YOUR OBJECTIVE: Can you copy out all of the records below, switching every "Point out" to "Mark" and leaving the rest untouched?

Records from a collection
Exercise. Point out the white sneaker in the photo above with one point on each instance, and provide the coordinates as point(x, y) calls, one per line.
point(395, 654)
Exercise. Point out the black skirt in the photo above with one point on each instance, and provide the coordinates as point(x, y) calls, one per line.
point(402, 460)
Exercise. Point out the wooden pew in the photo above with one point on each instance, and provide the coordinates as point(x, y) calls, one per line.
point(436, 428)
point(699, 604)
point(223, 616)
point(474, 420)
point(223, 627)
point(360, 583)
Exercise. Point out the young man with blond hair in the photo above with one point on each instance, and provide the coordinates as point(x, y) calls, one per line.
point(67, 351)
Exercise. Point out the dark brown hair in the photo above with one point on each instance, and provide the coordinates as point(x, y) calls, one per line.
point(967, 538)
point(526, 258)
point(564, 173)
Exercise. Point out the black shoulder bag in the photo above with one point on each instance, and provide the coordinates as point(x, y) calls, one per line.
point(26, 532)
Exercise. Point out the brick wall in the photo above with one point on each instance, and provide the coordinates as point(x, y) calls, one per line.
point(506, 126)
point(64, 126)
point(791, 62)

RIGHT ANSWER:
Exercise. Mark the white sneaker in the photo above with one point on each instance, and provide the coordinates as point(x, y) calls, one per line.
point(395, 654)
Exercise. Mark the black skirt in the photo above with one point on each instance, and provide the coordinates as point(x, y) calls, one per line.
point(402, 460)
Exercise. Mark the wooden pew in the photo above with one point on each instance, and provide the coordinates as point(x, y) calls, one per line.
point(436, 428)
point(699, 604)
point(223, 616)
point(474, 420)
point(223, 627)
point(360, 583)
Exercise. Mark the young man with blond hair in the photo above with one point on each instance, and provide the coordinates as point(x, y) calls, one per line.
point(67, 351)
Exercise. Mark the dark brown hair in the photo above with one point on each instance, and provide the coordinates as point(x, y) calls, one per line.
point(967, 538)
point(526, 258)
point(564, 173)
Exercise. Mark the black shoulder bag in the photo above with one point on each instance, and provide the coordinates as point(x, y) calls, one per line.
point(26, 532)
Exercise. Mark the brick wall in the photo above with one point on each instance, and provide the coordinates as point(x, y) calls, one per line.
point(506, 126)
point(64, 126)
point(791, 62)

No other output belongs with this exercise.